::: KUTIPAN HALAMAN

Kabar24.com, JAKARTA – Presiden Joko Widodo menggelar konferensi pers pada Minggu malam, 25 Januari 2015. Kepala Negara menyampaikan pidato singkat sekitar 2 menit yang intinya terkait dengan kisruh yang belakangan terjadi antara Komisi Pemberantasan Korupsi (KPK) dan Mabes Polri.
Inti dari pidato Presiden Jokowi adalah tidak boleh ada kriminalisasi dan intervensi atas proses hukum yang tengah dilakukan KPK dan Mabes Polri.
Selain itu, Presiden Jokowi menegaskan, “Biarkan KPK bekerja, biarkan Polri bekerja, dan semuanya tidak boleh merasa sok di atas hukum.”
Berikut ini pidato lengkap Presiden Jokowi dalam jumpa pers singkat di Istana:
Setelah beberapa kali kita mendapatkan masukan dan fakta-fakta, meskipun juga belum penuh, belum banyak, tetapi pada malam hari ini perlu saya sampaikan.
Pertama bahwa kita sepakat, institusi KPK dan Polri harus menjaga kewibawaan sebagai institusi penegak hukum, termasuk institusi penegak hukum yang lain seperti kejaksaan dan Mahkamah Agung.
Oleh sebab itu jangan ada kriminalisasi. Saya ulang, jangan ada kriminalisasi. Dan proses hukum yang terjadi pada personel KPK maupun Polri, harus dibuat terang benderang, harus dibuat transparan, proses hukumnya harus dibuat transparan. Dan agar proses hukum dapat berjalan dengan baik, jangan ada intervensi dari siapapun, tapi saya akan tetap mengawasi kemudian mengawal.
KPK dan Polri harus bahu membahu bekerjasama memberantas korupsi. Biarkan KPK bekerja, biarkan Polri bekerja, dan semuanya tidak boleh merasa sok di atas hukum. Keduanya harus membuktikan bahwa mereka telah bertindak benar sesuai dengan perundang-undangan yang berlaku.
Sekali lagi, proses hukum harus transparan, harus terang benderang, dan jangan sampai ada kriminalisasi.
Terima Kasih
Sebelumnya, Presiden Jokowi bertemu dengan mantan Ketua Mahkamah Konstitusi Jimly Asshiddiqie, mantan komisioner KPK Tumpak H. Panggabean dan Erry Riyana Hardjapamekas, pengamat kepolisian Bambang Widodo Umar, mantan Wakapolri Oegroseno, akademisi Prof Hikmahanto Juwana, sekitar pukul 19.30.
Menurut Jimly, sebenarnya mantan Ketua Umum Muhammadiyah A. Syafi’i Ma’arif juga diundang namun yang bersangkutan tengah berada di Yogyakarta.
Para tokoh tersebut dipanggil ke Istana untuk diminta masukannya oleh Presiden Jokowi terkait kisruh antara KPK dan Mabes Polri.

::::::

■ **TUGAS LATIHAN**
[A] Tulis kembali bagian berita tentang pidato Presiden Jokowi, dimulai dari "KPK dan Polri harus bahu" dan diakhiri dengan "sampai ada kriminalisasi.", lalu tukar "bahu membahu" dengan "saling membantu".
[B] Teruskan berita tentang pidato Presiden Jokowi soal kisruh KPK dan Polri, mulai setelah kalimat terakhirnya.

::: DATA MENTAH

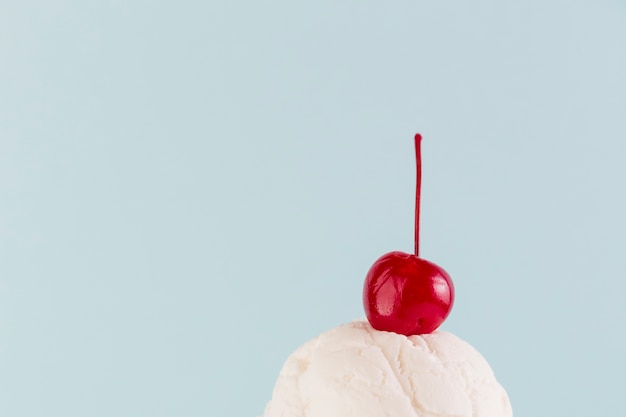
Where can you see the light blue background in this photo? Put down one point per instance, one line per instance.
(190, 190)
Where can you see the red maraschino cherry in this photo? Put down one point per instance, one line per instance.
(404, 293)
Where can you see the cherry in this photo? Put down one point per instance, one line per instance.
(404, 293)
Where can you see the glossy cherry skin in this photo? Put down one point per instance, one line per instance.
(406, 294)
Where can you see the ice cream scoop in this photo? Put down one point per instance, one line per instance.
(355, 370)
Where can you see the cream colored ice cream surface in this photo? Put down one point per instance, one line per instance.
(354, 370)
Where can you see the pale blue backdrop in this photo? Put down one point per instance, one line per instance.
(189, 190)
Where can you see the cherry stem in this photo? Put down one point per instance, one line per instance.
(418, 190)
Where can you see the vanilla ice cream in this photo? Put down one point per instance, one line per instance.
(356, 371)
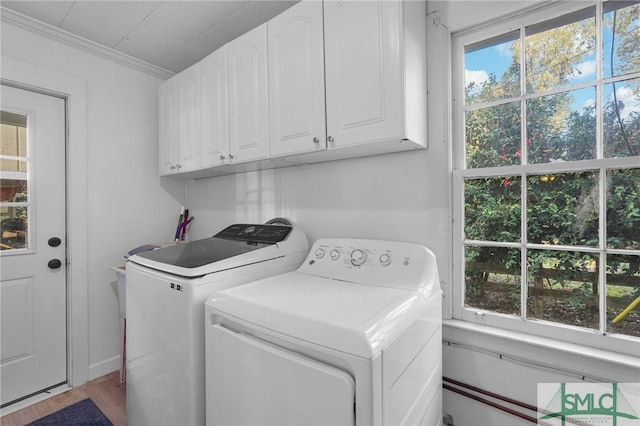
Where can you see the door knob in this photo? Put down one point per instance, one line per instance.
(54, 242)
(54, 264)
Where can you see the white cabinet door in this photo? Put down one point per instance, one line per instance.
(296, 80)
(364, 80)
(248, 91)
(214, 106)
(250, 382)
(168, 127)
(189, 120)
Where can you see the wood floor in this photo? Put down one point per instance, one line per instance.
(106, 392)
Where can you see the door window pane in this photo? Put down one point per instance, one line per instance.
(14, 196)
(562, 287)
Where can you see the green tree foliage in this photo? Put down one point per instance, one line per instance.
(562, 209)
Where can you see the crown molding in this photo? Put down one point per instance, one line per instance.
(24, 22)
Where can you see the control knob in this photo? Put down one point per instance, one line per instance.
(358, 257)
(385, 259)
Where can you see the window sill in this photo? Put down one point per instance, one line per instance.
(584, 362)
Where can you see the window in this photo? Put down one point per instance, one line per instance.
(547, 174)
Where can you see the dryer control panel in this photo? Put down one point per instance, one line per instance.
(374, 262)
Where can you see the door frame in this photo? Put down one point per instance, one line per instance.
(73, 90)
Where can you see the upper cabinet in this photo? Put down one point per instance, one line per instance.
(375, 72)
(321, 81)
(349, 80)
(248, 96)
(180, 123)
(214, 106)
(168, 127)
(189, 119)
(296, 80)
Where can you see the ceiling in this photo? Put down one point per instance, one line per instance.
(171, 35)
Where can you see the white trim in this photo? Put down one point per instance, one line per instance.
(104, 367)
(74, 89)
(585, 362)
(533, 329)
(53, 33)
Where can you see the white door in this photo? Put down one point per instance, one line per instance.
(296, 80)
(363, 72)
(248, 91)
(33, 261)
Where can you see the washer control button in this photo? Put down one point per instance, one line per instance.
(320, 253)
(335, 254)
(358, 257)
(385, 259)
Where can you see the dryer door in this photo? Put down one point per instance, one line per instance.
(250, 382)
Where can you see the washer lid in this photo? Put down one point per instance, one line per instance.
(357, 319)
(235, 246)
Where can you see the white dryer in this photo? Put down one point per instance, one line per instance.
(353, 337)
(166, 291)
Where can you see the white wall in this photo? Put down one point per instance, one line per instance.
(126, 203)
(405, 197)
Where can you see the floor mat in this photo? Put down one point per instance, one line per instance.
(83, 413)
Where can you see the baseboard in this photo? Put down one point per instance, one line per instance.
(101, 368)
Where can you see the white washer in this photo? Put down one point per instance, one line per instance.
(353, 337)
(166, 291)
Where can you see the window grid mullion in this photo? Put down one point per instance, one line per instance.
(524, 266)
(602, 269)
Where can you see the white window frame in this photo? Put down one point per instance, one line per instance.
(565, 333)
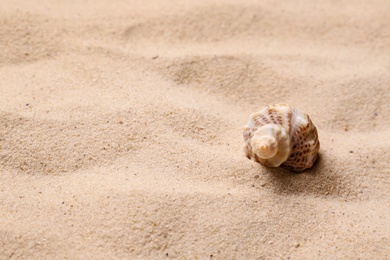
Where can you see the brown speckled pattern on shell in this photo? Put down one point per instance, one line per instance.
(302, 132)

::::::

■ **JAWABAN TUGAS**
[A]
KPK dan Polri harus saling membantu bekerjasama memberantas korupsi. Biarkan KPK bekerja, biarkan Polri bekerja, dan semuanya tidak boleh merasa sok di atas hukum. Keduanya harus membuktikan bahwa mereka telah bertindak benar sesuai dengan perundang-undangan yang berlaku.
Sekali lagi, proses hukum harus transparan, harus terang benderang, dan jangan sampai ada kriminalisasi.

[B]
Kekisruhan politik yang terjadi belakangan ini berawal ketika Presiden Jokowi mengajukan nama Komjen Pol. Budi Gunawan sebagai calon tunggal Kapolri ke DPR (9/1/2015) kepada DPR. Setelah itu, tiba-tiba KPK secara mengejutkan menyatakan Komjen Budi Gunawan sebagai tersangka kasus gratifikasi pada Selasa (13/1/2015).
Penetapan Budi Gunawan (BG) sebagai tersangka ternyata tidak menyurutkan Presiden Jokowi mengajukan nama BG ke DPR yang akhirnya disetujui oleh sidang paripurna DPR sebagai Kapolri (15/1/2015).
Menyikapi ketetapan KPK yang menjadikan BG tersangka dan sidang paripurna DPR yang menyetujui BG sebagai Kapolri, Presiden Jokowi kemudian memberhentikan Jenderal Pol. Sutarman sebagai Kapolri dan menunjuk Wakapolri Badrodin Haiti untuk menjalankan tugas dan wewenang Kapolri.
Pada saat yang bersamaan, Presiden Jokowi mengumumkan menunda pengangkatan Komjen BG sebagai Kapolri karena masih menunggu proses hukum yang membelit calon kapolri itu.
Di tengah kisruh tersebut, secara mengejutkan Wakil Ketua KPK Bambang Widjojanto ditangkap polisi dan ditahan sekitar 18 jam oleh penyidik Badan Reserse dan Kriminal (Bareskrim) Mabes Polri karena tuduhan menyuruh saksi memberikan keterangan palsu di pengadilan.
Status tersangka terhadap BW ditetapkan atas kasus sengketa Pemilihan Kepala Daerah (Pilkada) Kotawaringin Barat, Kalimantan Tengah, pada tahun 2010.
Atas desakan berbagai elemen termasuk pimpinan KPK, Bambang Widjojanto akhirnya diberikan penangguhan penahanan dan dilepas Sabtu dini hari (24/1/2015). (Bisnis.com)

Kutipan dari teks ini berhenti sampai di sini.